Excerpt:

In the Wall Street Journal Joseph Sternberg has a thorough op-ed on Portugal, which is heading to a national election tomorrow.
No party comparable to the Spanish “Podemos” or the Greek “Syriza” has emerged in Portugal that may have a chance of achieving power, even though the country has been implementing tough austerity measures. And yet, as Sternberg writes, “Both of Portugal’s major parties, the ruling center-right Social Democratic Party and the center-left Socialist Party, are committed to staying the course”.
Interestingly, Portugal’s transition to democracy after the Salazar regime dates back to 1974: the same year as Greece’s after the military regime, and one year before Franco’s death in Spain. So, the somewhat popular thesis that populism tends to stick in Spain or Greece because they are “new” democracies seems to be falsified by the Portoguese case.
If Portugal appears “the perfect example of a eurozone bailout plan gone right–enough reform to stimulate growth but not enough to trigger anti-Europe political movements,” Sternberg points out that more reforms are needed. “The public debt still is 130% of GDP, the government still is running a deficit, and the current growth rate won’t be sufficient to improve the debt ratio on its own. And this is before accounting for the fiscal drag of a largely unreformed public pension system in a country with a rapidly aging population and with millions of its young people fleeing to Britain, Germany and elsewhere in search of job opportunities.”
Let’s see if the next government will deliver.
READER COMMENTS
ThomasH
Oct 3 2015 at 11:11am
How can real GDP in 2013 (last number I could find) being still less than 2008 be a “success?” How does lower output help reduce debt (assuming that is desirable)? That EU policies in Portgal have been less disastrous than in Greece can hardly be judged a success.

Direction: Can you write out, word for word, everything in the post about Portugal's election from "READER COMMENTS" down to "judged a success."? Draw only on the post about Portugal's election.

Data block:
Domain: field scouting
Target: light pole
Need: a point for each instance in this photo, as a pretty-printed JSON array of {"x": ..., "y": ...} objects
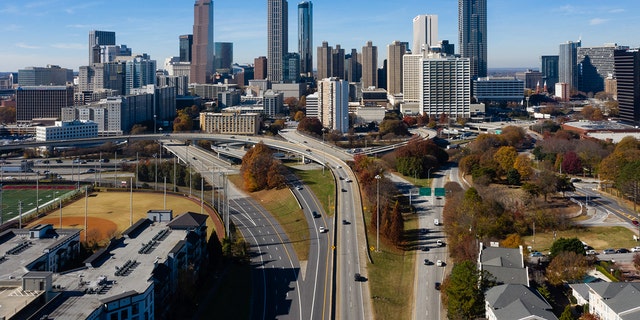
[{"x": 378, "y": 212}]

Solution:
READER COMMENTS
ThomasH
Oct 3 2015 at 11:11am
How can real GDP in 2013 (last number I could find) being still less than 2008 be a “success?” How does lower output help reduce debt (assuming that is desirable)? That EU policies in Portgal have been less disastrous than in Greece can hardly be judged a success.